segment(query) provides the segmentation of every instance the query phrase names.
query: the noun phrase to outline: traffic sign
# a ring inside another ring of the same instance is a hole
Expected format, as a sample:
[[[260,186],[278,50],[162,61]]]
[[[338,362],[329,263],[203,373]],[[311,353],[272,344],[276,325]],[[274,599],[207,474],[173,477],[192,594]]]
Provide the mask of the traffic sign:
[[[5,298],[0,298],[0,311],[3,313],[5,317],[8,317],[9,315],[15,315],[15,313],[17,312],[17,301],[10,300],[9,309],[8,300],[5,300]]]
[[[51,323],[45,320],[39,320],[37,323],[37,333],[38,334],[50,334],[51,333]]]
------------------------------------------------
> **EXERCISE DESCRIPTION**: Reproduce the lines of the entries verbatim, from the first line to the last, keeping every character and line break unchanged.

> **WORKED SOLUTION**:
segment(query) provides the segmentation of every instance the query phrase names.
query: the noun phrase to outline: traffic sign
# a ring inside another ring of the same instance is a hole
Expected format, as a sample:
[[[260,186],[278,50],[162,61]]]
[[[338,362],[329,263],[203,373]],[[311,353],[272,344],[276,325]],[[274,599],[207,474],[173,477],[192,594]]]
Provide the mask of the traffic sign:
[[[5,298],[0,298],[0,311],[3,313],[5,317],[8,317],[9,315],[15,315],[15,313],[17,312],[17,301],[10,300],[9,309],[8,300],[5,300]]]
[[[51,323],[45,320],[39,320],[37,323],[37,333],[38,334],[50,334],[51,333]]]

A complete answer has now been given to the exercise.